Extract each line of the entries below that contains the word "holding".

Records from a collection
>>>>
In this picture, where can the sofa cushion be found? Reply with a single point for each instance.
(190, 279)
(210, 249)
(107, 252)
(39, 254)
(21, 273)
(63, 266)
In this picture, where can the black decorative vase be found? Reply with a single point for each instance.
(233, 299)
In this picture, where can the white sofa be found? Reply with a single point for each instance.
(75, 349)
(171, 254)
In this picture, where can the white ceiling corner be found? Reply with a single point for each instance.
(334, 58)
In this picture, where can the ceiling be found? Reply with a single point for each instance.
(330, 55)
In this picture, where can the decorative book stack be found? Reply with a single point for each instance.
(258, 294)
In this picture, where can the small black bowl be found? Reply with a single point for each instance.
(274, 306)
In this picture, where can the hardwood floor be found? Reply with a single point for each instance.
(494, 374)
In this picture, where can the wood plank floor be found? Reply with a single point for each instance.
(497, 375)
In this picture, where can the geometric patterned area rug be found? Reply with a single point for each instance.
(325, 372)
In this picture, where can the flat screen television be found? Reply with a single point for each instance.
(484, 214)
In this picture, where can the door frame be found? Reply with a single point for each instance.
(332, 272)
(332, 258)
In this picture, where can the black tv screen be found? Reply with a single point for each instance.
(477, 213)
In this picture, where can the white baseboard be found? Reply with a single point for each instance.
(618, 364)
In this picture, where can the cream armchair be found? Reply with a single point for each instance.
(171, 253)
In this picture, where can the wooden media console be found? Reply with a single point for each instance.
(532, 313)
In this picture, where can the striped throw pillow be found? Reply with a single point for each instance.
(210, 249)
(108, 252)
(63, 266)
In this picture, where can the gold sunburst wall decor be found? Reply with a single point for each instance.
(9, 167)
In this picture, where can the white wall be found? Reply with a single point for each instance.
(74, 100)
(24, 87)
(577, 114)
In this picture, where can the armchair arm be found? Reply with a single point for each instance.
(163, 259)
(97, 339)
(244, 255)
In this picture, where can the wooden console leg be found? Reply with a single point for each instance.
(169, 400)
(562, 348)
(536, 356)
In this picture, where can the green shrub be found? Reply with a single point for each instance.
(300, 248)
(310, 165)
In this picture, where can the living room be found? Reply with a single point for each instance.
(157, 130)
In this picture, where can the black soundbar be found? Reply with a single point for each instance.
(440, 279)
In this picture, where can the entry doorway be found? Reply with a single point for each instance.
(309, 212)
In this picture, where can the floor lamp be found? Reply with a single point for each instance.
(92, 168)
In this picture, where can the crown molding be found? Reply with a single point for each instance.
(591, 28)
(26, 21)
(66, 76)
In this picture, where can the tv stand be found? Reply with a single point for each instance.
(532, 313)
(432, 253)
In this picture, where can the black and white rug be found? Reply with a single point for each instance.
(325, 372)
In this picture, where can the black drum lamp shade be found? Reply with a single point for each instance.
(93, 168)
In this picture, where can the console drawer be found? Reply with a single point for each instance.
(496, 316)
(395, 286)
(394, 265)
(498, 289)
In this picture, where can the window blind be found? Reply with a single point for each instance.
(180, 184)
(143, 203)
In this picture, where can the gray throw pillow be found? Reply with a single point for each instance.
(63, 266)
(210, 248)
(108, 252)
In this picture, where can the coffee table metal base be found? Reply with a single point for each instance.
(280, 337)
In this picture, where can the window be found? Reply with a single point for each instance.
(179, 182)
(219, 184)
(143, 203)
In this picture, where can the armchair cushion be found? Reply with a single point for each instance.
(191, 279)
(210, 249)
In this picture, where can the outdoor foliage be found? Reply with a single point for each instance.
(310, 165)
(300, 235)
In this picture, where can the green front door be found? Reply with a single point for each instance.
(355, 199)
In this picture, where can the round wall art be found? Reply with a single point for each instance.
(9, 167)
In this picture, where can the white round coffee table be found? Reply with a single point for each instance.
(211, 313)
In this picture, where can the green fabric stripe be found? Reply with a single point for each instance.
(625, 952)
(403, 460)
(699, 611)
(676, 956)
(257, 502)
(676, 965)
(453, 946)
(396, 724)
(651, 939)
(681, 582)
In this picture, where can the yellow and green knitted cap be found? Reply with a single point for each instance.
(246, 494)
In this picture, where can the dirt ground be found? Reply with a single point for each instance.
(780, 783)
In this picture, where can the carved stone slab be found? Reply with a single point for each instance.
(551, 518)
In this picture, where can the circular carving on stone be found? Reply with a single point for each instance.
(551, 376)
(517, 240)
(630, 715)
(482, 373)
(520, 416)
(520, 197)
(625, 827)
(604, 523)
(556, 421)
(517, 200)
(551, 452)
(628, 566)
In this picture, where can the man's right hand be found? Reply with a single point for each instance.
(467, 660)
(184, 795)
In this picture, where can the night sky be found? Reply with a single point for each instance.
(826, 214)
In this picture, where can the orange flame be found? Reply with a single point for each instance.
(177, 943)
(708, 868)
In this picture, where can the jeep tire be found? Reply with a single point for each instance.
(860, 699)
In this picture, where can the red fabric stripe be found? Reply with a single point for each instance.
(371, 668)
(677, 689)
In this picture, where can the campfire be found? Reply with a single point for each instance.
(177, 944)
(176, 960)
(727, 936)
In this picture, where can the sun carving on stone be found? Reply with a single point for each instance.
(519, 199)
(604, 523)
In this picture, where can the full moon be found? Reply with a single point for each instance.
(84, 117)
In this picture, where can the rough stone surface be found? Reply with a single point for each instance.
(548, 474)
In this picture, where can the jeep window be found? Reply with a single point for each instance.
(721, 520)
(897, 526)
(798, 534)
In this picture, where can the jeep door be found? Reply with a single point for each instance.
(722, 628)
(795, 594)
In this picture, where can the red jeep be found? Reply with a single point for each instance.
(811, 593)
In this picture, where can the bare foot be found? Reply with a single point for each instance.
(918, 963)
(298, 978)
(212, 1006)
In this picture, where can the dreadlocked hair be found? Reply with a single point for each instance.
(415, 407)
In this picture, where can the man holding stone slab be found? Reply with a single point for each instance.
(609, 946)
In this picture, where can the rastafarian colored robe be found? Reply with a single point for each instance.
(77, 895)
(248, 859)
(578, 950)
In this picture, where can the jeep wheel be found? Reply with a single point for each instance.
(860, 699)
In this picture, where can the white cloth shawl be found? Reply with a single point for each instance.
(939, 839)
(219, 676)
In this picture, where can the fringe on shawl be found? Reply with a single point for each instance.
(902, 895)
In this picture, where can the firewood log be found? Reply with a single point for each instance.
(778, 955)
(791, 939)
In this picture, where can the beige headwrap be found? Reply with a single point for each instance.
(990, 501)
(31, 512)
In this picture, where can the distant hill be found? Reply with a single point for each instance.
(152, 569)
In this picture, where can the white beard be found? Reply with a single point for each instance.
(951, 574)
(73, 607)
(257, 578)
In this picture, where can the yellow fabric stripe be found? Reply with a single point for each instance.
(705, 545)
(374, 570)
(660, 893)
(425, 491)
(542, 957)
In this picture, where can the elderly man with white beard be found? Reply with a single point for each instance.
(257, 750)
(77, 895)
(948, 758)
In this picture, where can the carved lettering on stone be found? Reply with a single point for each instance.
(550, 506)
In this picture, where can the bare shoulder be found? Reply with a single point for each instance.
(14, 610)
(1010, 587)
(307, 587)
<<<<
>>>>
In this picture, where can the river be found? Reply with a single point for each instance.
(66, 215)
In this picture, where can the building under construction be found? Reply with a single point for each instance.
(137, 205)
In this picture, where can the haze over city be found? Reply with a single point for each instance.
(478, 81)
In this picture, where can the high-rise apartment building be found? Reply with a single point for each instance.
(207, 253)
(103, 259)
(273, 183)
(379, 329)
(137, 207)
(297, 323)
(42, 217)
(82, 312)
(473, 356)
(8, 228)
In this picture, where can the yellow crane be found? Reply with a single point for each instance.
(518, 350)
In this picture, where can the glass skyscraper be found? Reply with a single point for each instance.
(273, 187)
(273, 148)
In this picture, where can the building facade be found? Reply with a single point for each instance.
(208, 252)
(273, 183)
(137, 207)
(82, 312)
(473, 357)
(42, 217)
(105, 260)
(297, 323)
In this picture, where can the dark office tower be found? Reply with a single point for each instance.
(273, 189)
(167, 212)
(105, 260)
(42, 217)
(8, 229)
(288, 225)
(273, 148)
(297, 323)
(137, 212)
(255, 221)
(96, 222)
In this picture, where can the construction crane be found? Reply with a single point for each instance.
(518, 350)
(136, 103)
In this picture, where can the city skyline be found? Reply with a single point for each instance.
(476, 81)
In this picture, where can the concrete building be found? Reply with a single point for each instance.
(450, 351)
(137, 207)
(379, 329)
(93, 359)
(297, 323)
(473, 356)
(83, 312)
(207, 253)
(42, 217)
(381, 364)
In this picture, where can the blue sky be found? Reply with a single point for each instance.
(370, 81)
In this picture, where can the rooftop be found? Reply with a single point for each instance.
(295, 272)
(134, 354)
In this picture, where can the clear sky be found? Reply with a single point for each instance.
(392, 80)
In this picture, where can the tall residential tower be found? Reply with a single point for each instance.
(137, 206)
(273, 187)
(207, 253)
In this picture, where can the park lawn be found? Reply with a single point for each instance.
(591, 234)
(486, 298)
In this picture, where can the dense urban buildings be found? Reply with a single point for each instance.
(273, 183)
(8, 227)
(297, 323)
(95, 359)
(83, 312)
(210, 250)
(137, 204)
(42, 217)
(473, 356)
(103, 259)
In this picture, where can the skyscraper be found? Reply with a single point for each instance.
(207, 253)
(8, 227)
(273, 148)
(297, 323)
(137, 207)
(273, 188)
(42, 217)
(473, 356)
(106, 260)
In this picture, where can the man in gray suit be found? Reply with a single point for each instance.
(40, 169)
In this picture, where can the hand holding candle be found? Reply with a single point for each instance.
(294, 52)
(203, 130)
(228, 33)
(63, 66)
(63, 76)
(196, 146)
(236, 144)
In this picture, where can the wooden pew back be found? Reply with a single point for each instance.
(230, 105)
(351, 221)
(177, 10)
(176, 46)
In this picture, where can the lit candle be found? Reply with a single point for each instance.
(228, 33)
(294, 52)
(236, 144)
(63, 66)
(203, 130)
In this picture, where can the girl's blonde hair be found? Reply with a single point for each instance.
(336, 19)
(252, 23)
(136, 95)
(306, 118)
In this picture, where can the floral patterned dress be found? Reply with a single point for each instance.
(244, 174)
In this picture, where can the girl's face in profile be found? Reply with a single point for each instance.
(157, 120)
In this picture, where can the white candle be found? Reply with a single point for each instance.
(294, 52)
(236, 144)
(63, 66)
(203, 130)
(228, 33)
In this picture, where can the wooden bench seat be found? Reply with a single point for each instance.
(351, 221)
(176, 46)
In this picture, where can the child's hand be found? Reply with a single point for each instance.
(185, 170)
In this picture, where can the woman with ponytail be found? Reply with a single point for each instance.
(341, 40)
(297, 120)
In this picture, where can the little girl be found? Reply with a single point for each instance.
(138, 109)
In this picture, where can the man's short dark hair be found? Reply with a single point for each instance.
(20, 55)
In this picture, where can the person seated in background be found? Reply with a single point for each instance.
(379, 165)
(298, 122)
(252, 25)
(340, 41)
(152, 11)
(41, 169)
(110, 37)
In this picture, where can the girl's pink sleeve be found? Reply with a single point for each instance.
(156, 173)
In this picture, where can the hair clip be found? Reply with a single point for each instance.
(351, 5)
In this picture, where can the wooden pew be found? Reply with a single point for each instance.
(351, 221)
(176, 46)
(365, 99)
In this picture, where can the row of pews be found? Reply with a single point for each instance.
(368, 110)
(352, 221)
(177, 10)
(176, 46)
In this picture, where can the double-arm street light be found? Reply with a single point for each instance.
<<<<
Result:
In this picture, where can the man holding stone slab be found? Reply with a single point for each instance.
In this picture, where can the hand holding candle be found? Reply with a single point for each instance.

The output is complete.